» WORK INSTRUCTION
Please repeat exactly the lines from the one containing "149L170 112L153 143L156" through the last line of the records below, both included, and leave out any pictures.

» RECORDS FOR THE EXERCISE
■ ■ ■
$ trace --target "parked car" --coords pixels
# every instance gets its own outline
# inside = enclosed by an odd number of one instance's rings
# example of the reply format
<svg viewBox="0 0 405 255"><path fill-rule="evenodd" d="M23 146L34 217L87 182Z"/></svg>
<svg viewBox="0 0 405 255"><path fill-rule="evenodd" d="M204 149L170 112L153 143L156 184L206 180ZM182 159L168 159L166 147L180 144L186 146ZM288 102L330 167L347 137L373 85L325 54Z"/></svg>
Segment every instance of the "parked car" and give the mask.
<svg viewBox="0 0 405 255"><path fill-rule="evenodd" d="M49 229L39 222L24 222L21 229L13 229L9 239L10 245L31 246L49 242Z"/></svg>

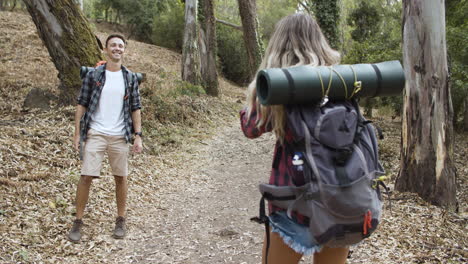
■ ■ ■
» RESPONSE TO THE TASK
<svg viewBox="0 0 405 255"><path fill-rule="evenodd" d="M204 149L170 112L153 143L156 184L206 180ZM182 159L168 159L166 147L180 144L186 146ZM288 102L330 167L347 137L373 85L325 54Z"/></svg>
Segment every instance of the "parked car" and give the mask.
<svg viewBox="0 0 405 255"><path fill-rule="evenodd" d="M49 229L39 222L24 222L21 229L13 229L9 239L10 245L31 246L49 242Z"/></svg>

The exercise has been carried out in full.